**Consigne 1**
D'après le texte sur la démocratie alimentaire, en quelle année le Ernährungsforum Zürich a-t-il été lancé ?

Démocratie alimentaire : L’alimentation du futur se dessine dans les villes

Dans toute la Suisse, des réseaux se constituent pour promouvoir une alimentation locale, durable et équitable, sur le modèle de ce qui se passe dans les pays anglo-saxons. Ils commencent à jouer un rôle sur la scène politique.

Texte : Patrcia Michaud

Trois plats, trois chefs renommés, un objectif commun : sauver des centaines de kilos de denrées alimentaires habituellement boudées par les gastronomes. C’est un banquet un peu particulier qui se déroule en septembre au bord du lac de Zurich, sur la célèbre Bürkliplatz. La brigade de cuisine a été mise sur pied pour le « Foodsave-Bankett Zürich ». Elle prépare plusieurs centaines de menus à base de légumes et de fruits qui ne répondaient pas ou plus aux critères de vente standard.

Cet évènement fait partie des projets gérés par le Ernährungsforum Zürich, une plateforme lancée en 2018. Sa vision ? Que les habitants de la plus grande ville du pays deviennent des consommateurs avisés et qu’ils aient accès à une nourriture locale, durable, et équitable pour tous les acteurs de la chaîne alimentaire.

**Consigne 2**
Recopiez à l'identique les enregistrements, de leur première ligne jusqu'à la ligne qui contient « box: [1397, 788, 2352, 1505] », celle-ci comprise.

Enregistrements conservés:

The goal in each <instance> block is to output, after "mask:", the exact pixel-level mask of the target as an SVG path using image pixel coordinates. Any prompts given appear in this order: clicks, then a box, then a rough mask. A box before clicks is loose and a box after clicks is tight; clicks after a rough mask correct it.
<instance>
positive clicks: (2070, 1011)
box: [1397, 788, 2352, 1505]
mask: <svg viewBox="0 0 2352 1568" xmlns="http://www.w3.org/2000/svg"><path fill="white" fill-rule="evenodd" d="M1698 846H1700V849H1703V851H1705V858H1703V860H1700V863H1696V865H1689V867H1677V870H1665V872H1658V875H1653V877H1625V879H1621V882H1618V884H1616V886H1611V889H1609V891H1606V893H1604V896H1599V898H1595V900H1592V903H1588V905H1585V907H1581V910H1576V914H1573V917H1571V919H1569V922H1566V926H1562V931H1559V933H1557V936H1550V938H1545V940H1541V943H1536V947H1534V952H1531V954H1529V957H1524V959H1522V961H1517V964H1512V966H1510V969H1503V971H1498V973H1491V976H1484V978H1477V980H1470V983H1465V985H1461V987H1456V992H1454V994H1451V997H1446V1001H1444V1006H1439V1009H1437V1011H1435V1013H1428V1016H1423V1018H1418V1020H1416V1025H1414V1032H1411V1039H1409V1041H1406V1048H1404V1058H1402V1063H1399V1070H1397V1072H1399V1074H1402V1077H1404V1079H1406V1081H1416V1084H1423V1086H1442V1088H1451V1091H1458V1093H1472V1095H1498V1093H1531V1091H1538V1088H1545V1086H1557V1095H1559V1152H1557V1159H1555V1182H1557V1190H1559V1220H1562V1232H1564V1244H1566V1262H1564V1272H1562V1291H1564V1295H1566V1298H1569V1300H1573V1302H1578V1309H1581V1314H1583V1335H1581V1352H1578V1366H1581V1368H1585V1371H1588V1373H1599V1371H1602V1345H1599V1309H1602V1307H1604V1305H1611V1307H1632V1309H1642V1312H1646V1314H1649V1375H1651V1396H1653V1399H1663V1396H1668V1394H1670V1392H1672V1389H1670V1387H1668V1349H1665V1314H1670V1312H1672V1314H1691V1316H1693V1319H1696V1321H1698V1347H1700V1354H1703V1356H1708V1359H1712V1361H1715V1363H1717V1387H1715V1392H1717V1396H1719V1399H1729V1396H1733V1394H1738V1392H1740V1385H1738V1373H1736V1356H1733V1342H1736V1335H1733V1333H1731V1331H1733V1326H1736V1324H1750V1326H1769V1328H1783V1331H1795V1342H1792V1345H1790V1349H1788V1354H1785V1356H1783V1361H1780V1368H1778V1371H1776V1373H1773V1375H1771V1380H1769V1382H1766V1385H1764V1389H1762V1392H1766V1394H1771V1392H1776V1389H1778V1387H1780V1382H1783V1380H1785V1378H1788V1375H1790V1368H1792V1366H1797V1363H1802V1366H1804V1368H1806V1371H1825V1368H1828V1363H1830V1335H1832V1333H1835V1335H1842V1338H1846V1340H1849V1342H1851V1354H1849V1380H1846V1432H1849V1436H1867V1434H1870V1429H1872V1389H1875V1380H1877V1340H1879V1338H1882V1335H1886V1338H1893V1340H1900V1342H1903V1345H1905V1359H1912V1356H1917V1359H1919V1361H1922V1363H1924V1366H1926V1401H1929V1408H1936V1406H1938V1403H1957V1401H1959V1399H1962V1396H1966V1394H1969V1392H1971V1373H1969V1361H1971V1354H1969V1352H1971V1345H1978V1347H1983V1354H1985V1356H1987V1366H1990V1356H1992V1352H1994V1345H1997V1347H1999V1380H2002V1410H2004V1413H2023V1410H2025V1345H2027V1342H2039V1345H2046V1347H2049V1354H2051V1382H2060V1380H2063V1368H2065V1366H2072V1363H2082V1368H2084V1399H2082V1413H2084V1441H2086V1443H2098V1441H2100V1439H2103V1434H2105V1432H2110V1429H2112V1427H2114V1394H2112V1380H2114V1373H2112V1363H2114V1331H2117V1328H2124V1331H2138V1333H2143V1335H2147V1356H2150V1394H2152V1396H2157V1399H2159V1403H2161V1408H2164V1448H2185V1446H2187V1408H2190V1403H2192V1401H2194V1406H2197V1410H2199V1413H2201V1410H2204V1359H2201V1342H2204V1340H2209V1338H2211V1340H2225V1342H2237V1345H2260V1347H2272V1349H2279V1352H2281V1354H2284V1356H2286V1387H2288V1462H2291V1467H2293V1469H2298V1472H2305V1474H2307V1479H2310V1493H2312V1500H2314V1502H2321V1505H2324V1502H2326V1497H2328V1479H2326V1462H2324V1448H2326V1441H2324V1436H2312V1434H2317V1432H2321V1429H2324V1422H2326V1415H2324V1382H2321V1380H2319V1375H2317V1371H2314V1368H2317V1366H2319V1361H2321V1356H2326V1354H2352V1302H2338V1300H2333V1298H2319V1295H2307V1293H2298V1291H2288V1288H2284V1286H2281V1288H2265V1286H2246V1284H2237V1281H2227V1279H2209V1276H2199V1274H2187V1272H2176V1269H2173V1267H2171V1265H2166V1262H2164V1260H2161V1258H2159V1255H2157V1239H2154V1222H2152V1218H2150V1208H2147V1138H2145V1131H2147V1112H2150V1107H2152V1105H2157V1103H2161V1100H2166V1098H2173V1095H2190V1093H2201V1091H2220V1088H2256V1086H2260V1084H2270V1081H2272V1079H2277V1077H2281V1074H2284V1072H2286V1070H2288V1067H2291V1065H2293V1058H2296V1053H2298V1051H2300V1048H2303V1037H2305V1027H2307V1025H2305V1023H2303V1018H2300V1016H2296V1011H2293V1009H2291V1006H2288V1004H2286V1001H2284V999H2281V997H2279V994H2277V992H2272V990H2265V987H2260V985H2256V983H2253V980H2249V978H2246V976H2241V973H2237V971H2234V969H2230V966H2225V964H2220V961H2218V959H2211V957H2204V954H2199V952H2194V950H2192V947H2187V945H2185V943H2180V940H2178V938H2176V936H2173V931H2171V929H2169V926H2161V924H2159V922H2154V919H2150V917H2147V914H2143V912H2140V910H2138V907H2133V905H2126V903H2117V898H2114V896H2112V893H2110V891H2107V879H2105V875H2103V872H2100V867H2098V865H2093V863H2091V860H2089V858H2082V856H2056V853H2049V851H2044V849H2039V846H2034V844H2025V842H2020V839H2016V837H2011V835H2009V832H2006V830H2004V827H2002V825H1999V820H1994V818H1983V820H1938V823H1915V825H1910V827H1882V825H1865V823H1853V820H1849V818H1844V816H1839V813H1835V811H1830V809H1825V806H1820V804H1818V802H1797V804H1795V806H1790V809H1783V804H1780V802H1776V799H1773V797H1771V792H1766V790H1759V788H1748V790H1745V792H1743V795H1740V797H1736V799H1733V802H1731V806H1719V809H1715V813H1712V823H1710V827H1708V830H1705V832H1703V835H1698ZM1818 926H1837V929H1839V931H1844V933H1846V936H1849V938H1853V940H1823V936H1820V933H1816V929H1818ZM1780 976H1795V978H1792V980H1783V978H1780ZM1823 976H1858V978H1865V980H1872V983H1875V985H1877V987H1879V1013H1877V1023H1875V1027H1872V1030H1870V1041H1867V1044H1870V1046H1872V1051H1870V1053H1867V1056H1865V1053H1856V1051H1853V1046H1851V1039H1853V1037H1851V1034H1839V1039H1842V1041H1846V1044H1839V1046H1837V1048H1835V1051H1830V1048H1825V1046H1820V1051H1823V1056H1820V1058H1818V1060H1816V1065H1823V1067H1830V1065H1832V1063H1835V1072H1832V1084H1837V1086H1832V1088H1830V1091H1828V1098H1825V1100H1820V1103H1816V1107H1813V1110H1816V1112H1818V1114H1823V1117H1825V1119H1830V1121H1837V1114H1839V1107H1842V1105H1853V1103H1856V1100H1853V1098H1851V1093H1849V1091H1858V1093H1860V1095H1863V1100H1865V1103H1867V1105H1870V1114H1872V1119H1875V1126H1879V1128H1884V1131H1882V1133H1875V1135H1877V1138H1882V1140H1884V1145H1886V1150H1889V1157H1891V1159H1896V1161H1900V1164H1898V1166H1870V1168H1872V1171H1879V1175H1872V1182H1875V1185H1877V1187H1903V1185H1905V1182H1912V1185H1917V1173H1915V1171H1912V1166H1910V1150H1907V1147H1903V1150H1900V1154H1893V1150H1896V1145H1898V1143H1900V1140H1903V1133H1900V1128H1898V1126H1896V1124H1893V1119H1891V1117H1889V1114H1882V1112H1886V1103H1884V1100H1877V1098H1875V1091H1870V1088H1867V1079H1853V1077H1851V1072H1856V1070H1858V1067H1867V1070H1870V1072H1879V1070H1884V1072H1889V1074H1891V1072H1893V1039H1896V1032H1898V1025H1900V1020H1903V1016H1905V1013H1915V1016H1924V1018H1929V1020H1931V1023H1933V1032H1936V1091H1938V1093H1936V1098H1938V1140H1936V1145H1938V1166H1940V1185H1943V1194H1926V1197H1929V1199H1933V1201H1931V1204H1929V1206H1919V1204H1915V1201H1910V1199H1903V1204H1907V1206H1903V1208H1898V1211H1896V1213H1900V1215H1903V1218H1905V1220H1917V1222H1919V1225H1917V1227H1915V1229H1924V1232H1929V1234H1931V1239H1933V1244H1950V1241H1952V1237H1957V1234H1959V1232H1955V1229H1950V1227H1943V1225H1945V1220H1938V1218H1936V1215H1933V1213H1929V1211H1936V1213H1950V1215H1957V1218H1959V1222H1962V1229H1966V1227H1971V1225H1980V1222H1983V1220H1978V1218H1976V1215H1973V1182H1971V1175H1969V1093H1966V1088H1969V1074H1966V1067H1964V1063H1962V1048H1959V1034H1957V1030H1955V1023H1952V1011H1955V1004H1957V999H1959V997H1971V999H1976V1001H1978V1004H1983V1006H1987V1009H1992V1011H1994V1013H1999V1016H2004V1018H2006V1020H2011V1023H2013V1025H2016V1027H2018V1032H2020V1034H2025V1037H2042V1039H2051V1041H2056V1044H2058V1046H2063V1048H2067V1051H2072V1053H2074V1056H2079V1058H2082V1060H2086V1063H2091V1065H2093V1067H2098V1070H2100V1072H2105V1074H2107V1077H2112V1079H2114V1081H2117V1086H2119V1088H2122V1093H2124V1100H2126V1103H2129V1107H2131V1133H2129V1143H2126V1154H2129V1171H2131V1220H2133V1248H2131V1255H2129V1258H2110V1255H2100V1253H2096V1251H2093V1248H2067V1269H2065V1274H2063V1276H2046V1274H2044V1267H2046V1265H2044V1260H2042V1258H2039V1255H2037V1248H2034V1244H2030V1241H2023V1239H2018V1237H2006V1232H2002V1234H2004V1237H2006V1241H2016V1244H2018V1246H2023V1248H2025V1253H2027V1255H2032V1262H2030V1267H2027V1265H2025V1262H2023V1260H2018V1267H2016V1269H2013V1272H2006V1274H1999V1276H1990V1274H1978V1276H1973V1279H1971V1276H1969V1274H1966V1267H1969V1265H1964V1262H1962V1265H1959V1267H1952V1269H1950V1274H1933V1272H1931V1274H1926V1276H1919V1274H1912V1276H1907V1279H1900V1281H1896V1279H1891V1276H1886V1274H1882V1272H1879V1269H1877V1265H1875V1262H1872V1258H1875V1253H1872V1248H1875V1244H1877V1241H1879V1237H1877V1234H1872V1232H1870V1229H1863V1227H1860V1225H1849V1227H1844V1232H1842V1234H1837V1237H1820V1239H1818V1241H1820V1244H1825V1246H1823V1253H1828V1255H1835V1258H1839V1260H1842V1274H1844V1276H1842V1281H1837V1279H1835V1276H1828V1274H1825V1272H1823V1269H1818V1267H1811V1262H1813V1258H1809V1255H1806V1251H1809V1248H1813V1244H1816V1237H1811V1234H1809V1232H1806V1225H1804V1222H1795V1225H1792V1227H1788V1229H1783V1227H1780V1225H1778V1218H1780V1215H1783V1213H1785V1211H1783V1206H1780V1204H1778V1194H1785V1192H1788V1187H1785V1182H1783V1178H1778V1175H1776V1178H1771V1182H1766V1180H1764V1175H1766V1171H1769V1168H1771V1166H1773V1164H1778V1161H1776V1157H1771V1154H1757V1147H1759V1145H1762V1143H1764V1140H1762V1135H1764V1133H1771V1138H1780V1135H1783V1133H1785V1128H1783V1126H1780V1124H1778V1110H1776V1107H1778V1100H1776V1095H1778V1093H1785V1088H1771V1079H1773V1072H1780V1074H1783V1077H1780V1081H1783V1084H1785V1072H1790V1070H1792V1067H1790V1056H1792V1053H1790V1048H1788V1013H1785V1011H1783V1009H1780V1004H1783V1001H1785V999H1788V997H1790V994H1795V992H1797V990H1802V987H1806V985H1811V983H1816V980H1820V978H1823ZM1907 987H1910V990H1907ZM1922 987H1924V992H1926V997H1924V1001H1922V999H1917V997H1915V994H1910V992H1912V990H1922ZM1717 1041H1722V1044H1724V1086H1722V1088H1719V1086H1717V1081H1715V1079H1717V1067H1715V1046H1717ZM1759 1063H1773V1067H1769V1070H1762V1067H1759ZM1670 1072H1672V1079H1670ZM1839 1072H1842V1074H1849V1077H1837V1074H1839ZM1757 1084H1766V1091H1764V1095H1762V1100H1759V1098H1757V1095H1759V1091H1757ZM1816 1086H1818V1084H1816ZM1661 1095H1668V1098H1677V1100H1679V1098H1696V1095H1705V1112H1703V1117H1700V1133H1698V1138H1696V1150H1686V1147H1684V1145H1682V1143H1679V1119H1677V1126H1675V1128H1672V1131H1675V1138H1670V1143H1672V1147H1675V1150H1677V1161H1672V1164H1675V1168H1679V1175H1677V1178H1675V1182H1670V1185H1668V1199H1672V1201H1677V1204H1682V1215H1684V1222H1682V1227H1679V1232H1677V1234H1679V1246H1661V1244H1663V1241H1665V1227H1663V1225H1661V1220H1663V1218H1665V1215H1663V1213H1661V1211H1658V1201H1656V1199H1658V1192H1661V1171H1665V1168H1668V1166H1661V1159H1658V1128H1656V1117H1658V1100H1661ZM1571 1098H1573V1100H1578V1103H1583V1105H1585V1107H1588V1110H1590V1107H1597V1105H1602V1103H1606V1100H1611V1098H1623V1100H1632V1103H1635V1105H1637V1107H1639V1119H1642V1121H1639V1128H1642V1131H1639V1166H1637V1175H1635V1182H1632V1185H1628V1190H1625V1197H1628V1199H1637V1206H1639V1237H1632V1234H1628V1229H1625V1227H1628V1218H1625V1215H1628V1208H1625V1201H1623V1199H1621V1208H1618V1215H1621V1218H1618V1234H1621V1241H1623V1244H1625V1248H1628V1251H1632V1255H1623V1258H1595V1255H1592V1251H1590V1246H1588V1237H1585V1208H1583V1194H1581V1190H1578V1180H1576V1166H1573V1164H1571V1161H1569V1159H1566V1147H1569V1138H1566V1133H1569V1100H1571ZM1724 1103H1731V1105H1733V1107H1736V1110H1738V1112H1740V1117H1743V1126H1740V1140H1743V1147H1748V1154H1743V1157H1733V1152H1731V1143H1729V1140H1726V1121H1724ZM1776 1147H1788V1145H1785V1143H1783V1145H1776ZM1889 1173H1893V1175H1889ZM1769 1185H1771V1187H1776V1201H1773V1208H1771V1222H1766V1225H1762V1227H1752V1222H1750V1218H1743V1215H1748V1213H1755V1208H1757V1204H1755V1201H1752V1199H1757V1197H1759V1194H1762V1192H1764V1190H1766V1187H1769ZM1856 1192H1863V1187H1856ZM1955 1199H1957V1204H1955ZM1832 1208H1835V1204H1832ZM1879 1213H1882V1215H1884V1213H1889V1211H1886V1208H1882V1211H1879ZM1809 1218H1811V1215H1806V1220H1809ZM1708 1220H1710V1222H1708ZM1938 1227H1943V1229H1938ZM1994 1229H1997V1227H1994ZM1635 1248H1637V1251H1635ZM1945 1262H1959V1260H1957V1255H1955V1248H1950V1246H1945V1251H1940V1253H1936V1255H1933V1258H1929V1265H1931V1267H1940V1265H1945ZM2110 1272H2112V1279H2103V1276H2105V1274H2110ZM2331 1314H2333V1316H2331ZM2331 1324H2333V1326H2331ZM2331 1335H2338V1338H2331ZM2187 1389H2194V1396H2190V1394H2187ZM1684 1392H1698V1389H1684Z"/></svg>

**Réponse 1**
En 2018.

**Réponse 2**
The goal in each <instance> block is to output, after "mask:", the exact pixel-level mask of the target as an SVG path using image pixel coordinates. Any prompts given appear in this order: clicks, then a box, then a rough mask. A box before clicks is loose and a box after clicks is tight; clicks after a rough mask correct it.
<instance>
positive clicks: (2070, 1011)
box: [1397, 788, 2352, 1505]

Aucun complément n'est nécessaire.